(Stored data)
★ ★ ★

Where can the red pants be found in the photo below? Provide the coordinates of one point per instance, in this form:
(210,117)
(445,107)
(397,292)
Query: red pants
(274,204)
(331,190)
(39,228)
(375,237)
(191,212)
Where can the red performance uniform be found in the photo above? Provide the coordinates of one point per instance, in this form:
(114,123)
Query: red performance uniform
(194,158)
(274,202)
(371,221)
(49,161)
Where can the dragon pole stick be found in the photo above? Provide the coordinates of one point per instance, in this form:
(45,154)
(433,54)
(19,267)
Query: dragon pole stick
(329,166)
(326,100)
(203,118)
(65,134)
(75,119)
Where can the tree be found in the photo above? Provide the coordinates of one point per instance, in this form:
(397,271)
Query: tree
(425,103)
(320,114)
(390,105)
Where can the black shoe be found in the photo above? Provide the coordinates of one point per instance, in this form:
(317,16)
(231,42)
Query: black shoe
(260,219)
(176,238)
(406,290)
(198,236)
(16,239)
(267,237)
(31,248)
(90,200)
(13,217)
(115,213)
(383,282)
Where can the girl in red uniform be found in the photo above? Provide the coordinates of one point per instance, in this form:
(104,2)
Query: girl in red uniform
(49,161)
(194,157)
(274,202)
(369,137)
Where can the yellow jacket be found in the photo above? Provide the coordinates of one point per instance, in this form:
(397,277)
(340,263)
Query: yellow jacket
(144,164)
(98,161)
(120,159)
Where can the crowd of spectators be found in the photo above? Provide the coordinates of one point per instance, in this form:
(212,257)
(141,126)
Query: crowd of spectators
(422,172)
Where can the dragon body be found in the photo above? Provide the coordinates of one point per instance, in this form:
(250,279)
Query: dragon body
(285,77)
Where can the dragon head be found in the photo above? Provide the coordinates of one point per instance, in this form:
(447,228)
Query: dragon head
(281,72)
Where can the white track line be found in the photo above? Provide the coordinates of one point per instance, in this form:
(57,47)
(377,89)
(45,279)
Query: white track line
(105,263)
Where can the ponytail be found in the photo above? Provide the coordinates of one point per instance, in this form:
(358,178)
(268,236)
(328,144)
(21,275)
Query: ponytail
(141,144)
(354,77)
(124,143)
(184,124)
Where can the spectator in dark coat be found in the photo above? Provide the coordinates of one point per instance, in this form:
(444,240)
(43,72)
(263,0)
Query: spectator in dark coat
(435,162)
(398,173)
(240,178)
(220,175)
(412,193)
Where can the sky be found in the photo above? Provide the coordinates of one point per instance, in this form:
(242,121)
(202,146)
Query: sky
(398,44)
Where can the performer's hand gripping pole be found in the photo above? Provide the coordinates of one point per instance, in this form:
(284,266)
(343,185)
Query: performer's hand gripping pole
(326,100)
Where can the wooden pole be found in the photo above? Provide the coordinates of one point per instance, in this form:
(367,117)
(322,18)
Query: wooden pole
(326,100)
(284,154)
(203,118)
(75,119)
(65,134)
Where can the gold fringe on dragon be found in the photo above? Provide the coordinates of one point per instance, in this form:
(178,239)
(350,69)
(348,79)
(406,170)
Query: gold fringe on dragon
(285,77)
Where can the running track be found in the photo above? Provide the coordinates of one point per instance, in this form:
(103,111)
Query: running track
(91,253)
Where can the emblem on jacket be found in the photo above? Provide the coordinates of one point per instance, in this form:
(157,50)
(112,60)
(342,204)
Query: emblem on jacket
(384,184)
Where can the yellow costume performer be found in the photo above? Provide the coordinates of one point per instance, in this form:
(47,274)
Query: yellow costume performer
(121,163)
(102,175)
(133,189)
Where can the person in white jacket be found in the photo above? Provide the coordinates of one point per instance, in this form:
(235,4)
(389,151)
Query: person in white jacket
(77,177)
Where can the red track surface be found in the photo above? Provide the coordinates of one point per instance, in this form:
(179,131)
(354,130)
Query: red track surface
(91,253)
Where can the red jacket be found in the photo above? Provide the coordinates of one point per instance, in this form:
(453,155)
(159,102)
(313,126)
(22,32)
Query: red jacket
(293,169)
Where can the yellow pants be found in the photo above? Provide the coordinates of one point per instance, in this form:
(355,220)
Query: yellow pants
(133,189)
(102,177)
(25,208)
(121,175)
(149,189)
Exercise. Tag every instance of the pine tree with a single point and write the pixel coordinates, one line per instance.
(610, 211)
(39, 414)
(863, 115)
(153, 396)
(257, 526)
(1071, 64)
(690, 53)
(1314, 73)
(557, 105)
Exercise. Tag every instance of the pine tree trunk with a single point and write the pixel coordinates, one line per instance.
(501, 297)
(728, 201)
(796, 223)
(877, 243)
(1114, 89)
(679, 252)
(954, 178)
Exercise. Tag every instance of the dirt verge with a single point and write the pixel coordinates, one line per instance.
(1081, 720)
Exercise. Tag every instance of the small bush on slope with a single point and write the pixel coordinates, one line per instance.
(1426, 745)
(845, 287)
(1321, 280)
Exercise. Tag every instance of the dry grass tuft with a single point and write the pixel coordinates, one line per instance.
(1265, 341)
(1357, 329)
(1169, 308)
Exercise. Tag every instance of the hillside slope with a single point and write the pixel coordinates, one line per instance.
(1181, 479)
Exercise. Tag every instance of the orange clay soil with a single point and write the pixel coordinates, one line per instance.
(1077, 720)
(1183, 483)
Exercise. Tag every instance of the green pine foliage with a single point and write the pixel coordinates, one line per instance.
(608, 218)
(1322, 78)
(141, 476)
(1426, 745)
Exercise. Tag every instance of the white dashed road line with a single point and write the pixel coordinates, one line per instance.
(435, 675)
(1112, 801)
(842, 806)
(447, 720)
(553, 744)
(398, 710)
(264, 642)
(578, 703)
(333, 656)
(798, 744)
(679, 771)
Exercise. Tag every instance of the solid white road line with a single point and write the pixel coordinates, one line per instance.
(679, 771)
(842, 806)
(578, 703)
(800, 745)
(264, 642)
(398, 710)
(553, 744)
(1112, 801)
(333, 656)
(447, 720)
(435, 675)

★ ★ ★

In the answer, every line above should be retyped exactly.

Where can the red pants be found in the photo below? Provide the coordinates of one point per instance, in this form:
(210,117)
(445,107)
(397,292)
Query: red pants
(274,204)
(331,190)
(39,228)
(375,237)
(191,212)
Where can the red performance uniform be found in the photo above? Provide the coordinates of one point per instance, in this form:
(114,123)
Query: red performance uniform
(194,158)
(274,202)
(371,221)
(49,161)
Where can the dragon pole stick be found in the photo above? Provide the coordinates of one point per instance, in this form:
(45,154)
(433,54)
(19,267)
Query: dragon pole stick
(329,166)
(326,100)
(203,118)
(65,134)
(75,119)
Where can the tree be found in the photo above? Provide the coordinates of one point per instance, in this form:
(397,271)
Query: tree
(425,103)
(320,114)
(390,105)
Where can the black shoe be found in the photo above? Provide the coordinates of one point per instance, in this form:
(317,16)
(231,42)
Query: black shoe
(260,219)
(176,238)
(406,290)
(198,236)
(16,239)
(267,237)
(31,248)
(90,200)
(13,217)
(115,213)
(383,282)
Where can the girl in red uniform be found in the photo above? Provide the coordinates of one point per instance, in this form:
(104,2)
Query: girl in red uniform
(49,161)
(194,157)
(274,202)
(369,137)
Where can the yellow jacket be found in the photo above? Provide the coordinates of one point per instance, in this form:
(397,277)
(340,263)
Query: yellow jacket
(144,164)
(98,161)
(120,159)
Where can the crowd of spectators be found in the photo above? Provide the coordinates of one point per instance, in this form:
(212,257)
(141,126)
Query: crowd of spectators
(422,172)
Where can the dragon body be found in the photo above? Provide the coordinates of one point per instance, in this form:
(250,279)
Query: dragon body
(285,77)
Where can the dragon head be found in the photo above? Provide the coordinates of one point per instance, in this form:
(447,228)
Query: dragon head
(281,72)
Where can the white track line be found in the photo above? Provide the coordinates of one point per instance, in this form:
(57,47)
(377,89)
(45,279)
Query: white track line
(105,263)
Where can the ponytail be found in the photo above? Provide the coordinates of one point per instance, in this form:
(358,178)
(268,236)
(328,144)
(21,275)
Query: ponytail
(141,144)
(354,77)
(124,143)
(184,124)
Where can the spectator in dark coat be found in the photo above? Provide the coordinates of one point per instance, in this form:
(444,240)
(43,72)
(263,0)
Query: spectator in dark coat
(435,162)
(398,173)
(240,178)
(220,175)
(412,193)
Where can the sky be found in the photo above? Provide the coordinates of one point per instance, in this form:
(242,121)
(202,146)
Query: sky
(398,44)
Where can the performer's hand gripping pole be found in the photo above? Provide the coordinates of one point per instance, in this form:
(284,266)
(343,185)
Query: performer's hand gripping pole
(326,100)
Where can the wooden pole be found in the photo above? Provide the coordinates of one point per instance, in this form:
(367,117)
(322,18)
Query: wooden pole
(326,100)
(284,154)
(203,118)
(75,119)
(65,134)
Where can the gold fringe on dragon be found in the photo above? Provide the coordinates of one point per instance, in this form:
(178,239)
(350,69)
(348,79)
(406,170)
Query: gold fringe on dragon
(285,77)
Where can the running track be found in the photo above? Provide the coordinates of one point per instance, in this form:
(103,111)
Query: running track
(91,253)
Where can the emblem on jacket be found in the photo above? Provide the coordinates of one point per instance, in this form:
(157,50)
(112,60)
(342,204)
Query: emblem on jacket
(384,184)
Where can the yellow costume performer be found in the photo above? Provide the coordinates of one point per instance, in this form:
(47,274)
Query: yellow costume performer
(121,163)
(102,175)
(133,189)
Where can the person in white jacket be found in the photo above? Provide the coordinates of one point per instance, in this form:
(235,4)
(389,151)
Query: person in white jacket
(77,177)
Where can the red track surface be found in the photo above? Provide the coordinates of one point per instance, in this form:
(179,131)
(354,130)
Query: red track surface
(91,253)
Where can the red jacket be found in the photo above? Provide the coordinates of one point per instance, in this form:
(453,155)
(159,102)
(313,126)
(22,32)
Query: red jacket
(293,169)
Where can the yellow pants be found in the photo above? Provide the coordinates of one point per instance, in this form:
(355,220)
Query: yellow pants
(133,189)
(102,177)
(25,208)
(121,175)
(149,189)
Exercise. Tag every instance of the pine tree with a single point and write the pixel coordinates, one line per instance.
(610, 211)
(39, 414)
(863, 115)
(153, 396)
(257, 526)
(1071, 64)
(690, 53)
(1314, 73)
(557, 105)
Exercise. Tag every instance of the pine tree trunk with a single point and write the pixel coordinates, one line per instance.
(501, 297)
(728, 201)
(796, 223)
(877, 243)
(1114, 89)
(679, 252)
(954, 178)
Exercise. Tag every instance of the dirt verge with a single point and write the pixel coordinates, one line per instance.
(1081, 720)
Exercise. Tag every instance of the small bush on slope with a single point and write the pixel coordinates, one line per instance.
(1426, 745)
(845, 287)
(1321, 280)
Exercise. Tag every instance of the dry grass tuft with a single point and write the pixel coordinates, one line per instance.
(1265, 341)
(1357, 329)
(1169, 308)
Exercise. Tag every instance of the hillside slope with a single point and write the pixel coordinates, one line per instance.
(1181, 479)
Exercise. Tag every instance of the orange clay soil with a single point and write the pixel coordinates, one line per instance.
(1077, 720)
(1183, 483)
Exercise. Tag every instance of the green pine foliage with a single point and write the pixel coordinates, one line per instance.
(608, 218)
(1322, 78)
(141, 476)
(1426, 745)
Exercise. Tag every instance of the white dashed road line with a single point and write the pixel coordinates, one line per instance.
(435, 675)
(1112, 801)
(842, 806)
(447, 720)
(553, 744)
(398, 710)
(264, 642)
(578, 703)
(333, 656)
(798, 744)
(679, 771)
Exercise. Tag every instance of the solid white road line with a single point and write the pixel coordinates, one line per instance.
(679, 771)
(842, 806)
(578, 703)
(800, 745)
(264, 642)
(398, 710)
(553, 744)
(1112, 801)
(333, 656)
(447, 720)
(435, 675)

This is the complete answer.